(Deine Aufgabe): Zeige jede Zeile des Materials unten, in der das Wort „point“ vorkommt.

(Das Material):
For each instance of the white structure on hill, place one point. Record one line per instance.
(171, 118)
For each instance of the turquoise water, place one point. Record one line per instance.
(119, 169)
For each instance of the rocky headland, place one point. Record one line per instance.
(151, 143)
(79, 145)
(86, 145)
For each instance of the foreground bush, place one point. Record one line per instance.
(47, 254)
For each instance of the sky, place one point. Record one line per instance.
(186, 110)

---

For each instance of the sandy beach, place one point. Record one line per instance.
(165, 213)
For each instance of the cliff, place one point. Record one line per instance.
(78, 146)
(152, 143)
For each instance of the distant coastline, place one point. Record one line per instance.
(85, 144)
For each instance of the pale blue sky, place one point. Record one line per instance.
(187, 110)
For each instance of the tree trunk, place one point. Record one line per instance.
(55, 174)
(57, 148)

---

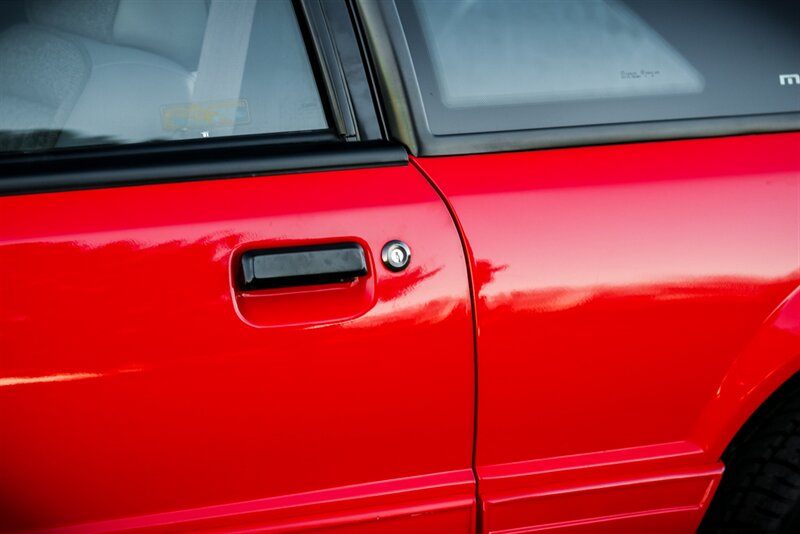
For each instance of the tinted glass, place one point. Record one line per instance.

(Vollständige Antwort):
For each instance of the white structure on hill, place one point. Record one line per instance.
For each instance of the turquoise water, place one point. Record one line per instance.
For each instance of the rocky headland, place one point. Record one line per instance.
For each instance of the foreground bush, place one point. Record one line per instance.
For each instance of the sky, place one point. Record one line per instance.
For each instance of the sandy beach, place one point. Record one line per instance.
For each instance of the cliff, place one point. Record one line per instance.
For each instance of the distant coastline, place one point. Record one line per instance.
For each instance of the pale blue sky, place one point. Record one line per instance.
For each instance of the tree trunk, place one point. Record one line per instance.
For each instance of the tinted glass, place one point. Record one line per instance.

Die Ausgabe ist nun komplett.